* Приведённый фрагмент *
Очерки поэтики и риторики архитектуры - [226]
Все перекрытие держится на четырех невысоких опорах, расставленных по углам трапециевидного участка. Плавно вырастая от земли, каждая опора раздваивается, и тут же ее толстые ветви снова сближаются, образуя окулюс с небольшим зазором над ним. Получается восемь ветвей, по паре на каждую оболочку.
Вход в терминал – под западной, самой узкой оболочкой, угол который нависает в трех метрах над землей. Под этот навес подъезжали машины. Западная оболочка и восточная – широкая, обращенная к аэродрому – низкие. Боковые оболочки – высокие, они поднимаются до двадцати трех метров. Будучи отделены друг от друга зазорами, начинающимися от опор, посредине оболочки смыкаются и тем самым уравновешивают силы, которые могли бы угрожать им обрушением вовне или внутрь. Кевин Рош, соавтор Сааринена, заканчивавший строительство после его смерти (1961), вспоминал, как однажды за завтраком Ээро показал, как должны работать оболочки: он надавил на кожуру грейпфрута, а когда отпустил, она снова стала выпуклой968.

* Состав материала *
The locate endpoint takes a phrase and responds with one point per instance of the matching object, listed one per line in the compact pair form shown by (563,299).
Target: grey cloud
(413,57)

* Цель задания *
До какой высоты поднимаются боковые оболочки, согласно фрагменту о конструкции терминала? Материал существует отдельно от фрагмента и к нему не относится.

* Результат задания *
Боковые оболочки поднимаются до двадцати трех метров.